_What to do_
1) In the forum thread, condense the paragraph beginning "With my own OMC" into a single sentence that keeps its main facts.
2) Name every distinct username that appears in the forum thread.

_Excerpt_
↓↓↓

With my own OMC, the high level of non payers is forcing cut backs in maintenance.  20% of unit owners are not paying, with a lot of these owing several years in fees.  There isn't any improvement year on year.

Some fees will only be recovered when units are sold, I can't see the 150 non-paying units being sold in my complex anytime soon.

That clamping of vehicles sounds like a possibility.


----------



## PinkElf

Joe_90 said:


> Thread title
> 
> 
> I interpreted this as you blaming the directors - if not the directors then who?



*sigh*. Not looking to get in an argument with you. Forget it. Thank you!


----------



## Bronte

PinkElf said:


> In the meantime we would ask that your tenant monitors the leak closely.
> 
> "


 
I've only seen this thread now and all I can say is OMG   Another reason to stay away from 'managed' estates.


----------



## Bronte

PinkElf said:


> *sigh*. Not looking to get in an argument with you. Forget it. Thank you!


 
Relax it's just the way he read it.

↑↑↑

_Supplied information_

↓↓↓

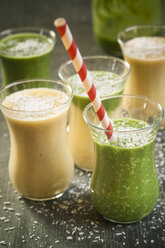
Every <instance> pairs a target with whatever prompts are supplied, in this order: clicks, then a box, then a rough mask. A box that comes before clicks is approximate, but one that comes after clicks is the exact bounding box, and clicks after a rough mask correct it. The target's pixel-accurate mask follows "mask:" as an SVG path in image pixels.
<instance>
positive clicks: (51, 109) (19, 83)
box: [0, 78, 73, 114]
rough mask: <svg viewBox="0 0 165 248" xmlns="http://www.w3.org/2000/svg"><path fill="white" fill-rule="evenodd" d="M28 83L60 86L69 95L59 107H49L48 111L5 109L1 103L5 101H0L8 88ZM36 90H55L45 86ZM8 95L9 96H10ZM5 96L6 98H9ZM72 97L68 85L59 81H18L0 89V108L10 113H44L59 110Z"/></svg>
mask: <svg viewBox="0 0 165 248" xmlns="http://www.w3.org/2000/svg"><path fill="white" fill-rule="evenodd" d="M29 82H31V83H32V82H33V83H35V82H43V83H44V82H45V83H52V84H53V85H59V86H62V87H64V88H65V89H67V90H68V92H69V94H67V96H68V99H66V101H65V102H63V103H61V104H60V105H59V106H55V107H51V108H48V109H45V110H26V111H25V110H16V109H12V108H9V107H6V106H4V105H3V104H2V103H3V100H4V99H5V98H4V99H2V97H1V96H2V94H3V93H4V92H5V91H6V90H7V89H9V88H11V87H13V86H19V85H22V84H28V83H29ZM35 88H36V87H32V88H25V89H21V90H18V91H15V92H12V93H11V94H14V93H16V92H19V91H22V90H26V89H35ZM37 88H42V89H43V88H48V89H55V88H49V87H47V86H41V87H37ZM55 90H57V89H55ZM11 94H9V95H11ZM9 95H7V96H9ZM72 97H73V90H72V88H71V86H70V85H66V84H64V83H63V82H61V81H60V80H59V79H44V78H34V79H26V80H20V81H16V82H13V83H10V84H8V85H6V86H4V87H1V88H0V108H1V109H4V110H7V111H10V112H12V113H33V114H35V113H38V112H40V113H44V112H46V111H50V110H53V109H59V108H62V107H63V106H65V105H67V104H69V103H70V102H71V100H72Z"/></svg>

↑↑↑

_Answers by task_
1) With 20% of unit owners in my OMC not paying, many owing several years in fees and no improvement year on year, maintenance is being cut back.

2)
- Joe_90
- PinkElf
- Bronte